*What the exercise asks*.
Look in the data below for the line that contains "phrase -- open field". Copy that line and the remaining lines exactly.
"""
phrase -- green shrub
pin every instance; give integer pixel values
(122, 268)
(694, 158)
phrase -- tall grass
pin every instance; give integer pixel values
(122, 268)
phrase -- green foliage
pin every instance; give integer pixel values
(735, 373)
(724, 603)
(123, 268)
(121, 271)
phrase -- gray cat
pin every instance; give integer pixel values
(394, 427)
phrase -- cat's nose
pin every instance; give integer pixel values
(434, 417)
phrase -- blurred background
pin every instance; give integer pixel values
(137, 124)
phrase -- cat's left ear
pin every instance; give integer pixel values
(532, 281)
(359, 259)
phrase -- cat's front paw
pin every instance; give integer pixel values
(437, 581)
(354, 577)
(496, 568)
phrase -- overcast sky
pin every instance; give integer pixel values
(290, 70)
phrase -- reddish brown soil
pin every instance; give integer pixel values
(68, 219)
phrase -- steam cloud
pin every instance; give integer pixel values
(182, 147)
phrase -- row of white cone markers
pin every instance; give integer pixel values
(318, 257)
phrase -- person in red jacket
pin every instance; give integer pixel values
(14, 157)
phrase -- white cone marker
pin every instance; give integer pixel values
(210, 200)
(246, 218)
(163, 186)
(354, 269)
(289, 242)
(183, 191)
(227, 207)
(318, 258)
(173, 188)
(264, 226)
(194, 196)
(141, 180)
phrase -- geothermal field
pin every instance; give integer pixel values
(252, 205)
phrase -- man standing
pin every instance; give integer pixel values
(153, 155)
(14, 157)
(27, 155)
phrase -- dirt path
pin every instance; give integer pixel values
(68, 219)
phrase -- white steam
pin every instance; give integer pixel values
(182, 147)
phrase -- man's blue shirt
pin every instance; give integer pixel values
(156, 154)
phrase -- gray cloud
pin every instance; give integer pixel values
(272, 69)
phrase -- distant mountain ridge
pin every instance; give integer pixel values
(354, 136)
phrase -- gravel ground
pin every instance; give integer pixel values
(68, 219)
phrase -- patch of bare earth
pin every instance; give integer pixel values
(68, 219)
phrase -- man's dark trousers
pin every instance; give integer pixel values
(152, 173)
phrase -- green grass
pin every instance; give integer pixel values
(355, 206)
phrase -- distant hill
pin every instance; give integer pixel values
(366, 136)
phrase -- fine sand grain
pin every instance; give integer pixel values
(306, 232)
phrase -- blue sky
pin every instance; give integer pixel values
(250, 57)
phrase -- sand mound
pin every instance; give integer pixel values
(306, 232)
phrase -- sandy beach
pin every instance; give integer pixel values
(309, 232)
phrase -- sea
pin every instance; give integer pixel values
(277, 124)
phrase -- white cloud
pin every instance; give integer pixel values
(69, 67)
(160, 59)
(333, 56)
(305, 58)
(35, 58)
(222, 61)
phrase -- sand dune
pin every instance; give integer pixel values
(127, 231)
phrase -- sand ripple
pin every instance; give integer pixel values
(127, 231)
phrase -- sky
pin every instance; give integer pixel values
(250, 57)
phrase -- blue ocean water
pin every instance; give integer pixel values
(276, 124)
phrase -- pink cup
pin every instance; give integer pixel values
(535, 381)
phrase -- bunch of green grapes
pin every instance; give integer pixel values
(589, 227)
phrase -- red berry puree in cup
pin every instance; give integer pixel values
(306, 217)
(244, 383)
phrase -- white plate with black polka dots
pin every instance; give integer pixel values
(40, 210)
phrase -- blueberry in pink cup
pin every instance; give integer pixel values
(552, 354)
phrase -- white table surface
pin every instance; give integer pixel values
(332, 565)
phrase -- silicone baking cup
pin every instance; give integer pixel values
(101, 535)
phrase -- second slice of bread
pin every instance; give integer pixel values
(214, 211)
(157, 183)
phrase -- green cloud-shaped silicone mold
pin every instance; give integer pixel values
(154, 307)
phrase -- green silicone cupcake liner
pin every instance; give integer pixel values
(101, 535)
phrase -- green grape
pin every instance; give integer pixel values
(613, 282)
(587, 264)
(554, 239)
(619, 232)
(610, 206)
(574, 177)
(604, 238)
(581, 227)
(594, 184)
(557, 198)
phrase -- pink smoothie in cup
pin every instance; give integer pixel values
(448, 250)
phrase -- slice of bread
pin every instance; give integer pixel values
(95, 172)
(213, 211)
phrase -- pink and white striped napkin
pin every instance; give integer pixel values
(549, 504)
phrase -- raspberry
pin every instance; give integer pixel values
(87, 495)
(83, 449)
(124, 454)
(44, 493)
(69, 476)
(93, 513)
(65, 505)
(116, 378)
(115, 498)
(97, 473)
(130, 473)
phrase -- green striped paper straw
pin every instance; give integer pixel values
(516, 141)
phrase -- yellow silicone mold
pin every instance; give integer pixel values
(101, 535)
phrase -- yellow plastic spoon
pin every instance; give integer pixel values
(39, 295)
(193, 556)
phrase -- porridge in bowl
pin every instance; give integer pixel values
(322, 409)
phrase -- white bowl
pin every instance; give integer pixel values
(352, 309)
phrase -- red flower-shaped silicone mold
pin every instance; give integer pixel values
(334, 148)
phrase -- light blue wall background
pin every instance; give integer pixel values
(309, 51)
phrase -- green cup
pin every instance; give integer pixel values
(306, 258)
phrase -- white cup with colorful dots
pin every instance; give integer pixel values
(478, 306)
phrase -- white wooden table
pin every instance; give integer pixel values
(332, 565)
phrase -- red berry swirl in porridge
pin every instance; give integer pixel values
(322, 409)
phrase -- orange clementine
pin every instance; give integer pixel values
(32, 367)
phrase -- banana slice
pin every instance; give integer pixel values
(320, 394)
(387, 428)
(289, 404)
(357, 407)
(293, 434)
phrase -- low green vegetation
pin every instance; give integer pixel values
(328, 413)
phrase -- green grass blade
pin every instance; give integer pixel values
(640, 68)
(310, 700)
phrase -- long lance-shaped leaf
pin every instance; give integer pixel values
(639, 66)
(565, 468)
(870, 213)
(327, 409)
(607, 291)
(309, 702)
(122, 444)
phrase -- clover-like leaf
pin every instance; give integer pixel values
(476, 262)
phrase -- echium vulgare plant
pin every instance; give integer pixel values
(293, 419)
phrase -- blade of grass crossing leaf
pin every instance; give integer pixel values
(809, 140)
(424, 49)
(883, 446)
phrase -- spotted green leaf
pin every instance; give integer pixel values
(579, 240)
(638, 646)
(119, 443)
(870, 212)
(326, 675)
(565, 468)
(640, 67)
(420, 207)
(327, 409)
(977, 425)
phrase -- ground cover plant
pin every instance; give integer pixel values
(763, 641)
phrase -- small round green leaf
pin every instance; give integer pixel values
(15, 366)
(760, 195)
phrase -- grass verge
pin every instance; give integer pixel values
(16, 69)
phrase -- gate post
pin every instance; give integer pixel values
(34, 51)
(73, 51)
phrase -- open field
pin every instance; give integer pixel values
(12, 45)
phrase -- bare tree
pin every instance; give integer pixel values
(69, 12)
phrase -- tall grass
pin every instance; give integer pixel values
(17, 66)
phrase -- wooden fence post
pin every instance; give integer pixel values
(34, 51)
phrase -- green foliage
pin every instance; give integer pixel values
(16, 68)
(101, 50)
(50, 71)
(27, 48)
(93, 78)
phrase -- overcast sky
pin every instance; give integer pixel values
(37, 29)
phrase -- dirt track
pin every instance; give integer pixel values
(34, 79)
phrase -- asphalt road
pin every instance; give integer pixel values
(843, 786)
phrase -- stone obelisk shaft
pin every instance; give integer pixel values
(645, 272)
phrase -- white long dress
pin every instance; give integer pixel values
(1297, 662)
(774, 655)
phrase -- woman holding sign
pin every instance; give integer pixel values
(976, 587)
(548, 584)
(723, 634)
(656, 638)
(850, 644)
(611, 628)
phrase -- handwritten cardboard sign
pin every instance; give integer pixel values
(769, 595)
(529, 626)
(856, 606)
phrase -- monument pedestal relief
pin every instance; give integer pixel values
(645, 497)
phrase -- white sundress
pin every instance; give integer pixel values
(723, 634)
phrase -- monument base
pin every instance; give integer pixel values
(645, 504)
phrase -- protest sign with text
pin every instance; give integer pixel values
"""
*Finished task*.
phrase -- open field
pin every instance; give integer pixel values
(12, 45)
phrase -- bare tree
pin every instance; give integer pixel values
(69, 12)
phrase -- tall grass
pin every instance; give integer pixel values
(17, 66)
phrase -- wooden fence post
pin every instance; give integer pixel values
(34, 51)
phrase -- green foliage
pin every instance; give integer pixel values
(16, 68)
(101, 50)
(50, 71)
(27, 48)
(93, 78)
phrase -- overcast sky
pin every instance; give integer pixel values
(37, 29)
phrase -- dirt track
pin every instance; give integer pixel values
(34, 79)
phrase -- asphalt road
pin every instance; give integer pixel values
(843, 786)
phrase -- stone obelisk shaft
pin every instance; give integer pixel values
(645, 272)
phrase -- white long dress
pin every instance; give integer pixel values
(1297, 662)
(774, 655)
phrase -- woman holding sign
pin every instance; give integer pixel values
(976, 587)
(548, 584)
(723, 634)
(656, 638)
(850, 644)
(611, 628)
phrase -- handwritten cardboard sign
pin every instance; give integer pixel values
(769, 595)
(529, 626)
(856, 606)
phrase -- monument pedestal relief
pin every instance; give integer pixel values
(645, 497)
phrase -- white sundress
pin every instance; give integer pixel values
(723, 634)
phrase -- monument base
pin every instance; give integer pixel values
(645, 504)
phrase -- protest sign with text
pin every instance; give integer pixel values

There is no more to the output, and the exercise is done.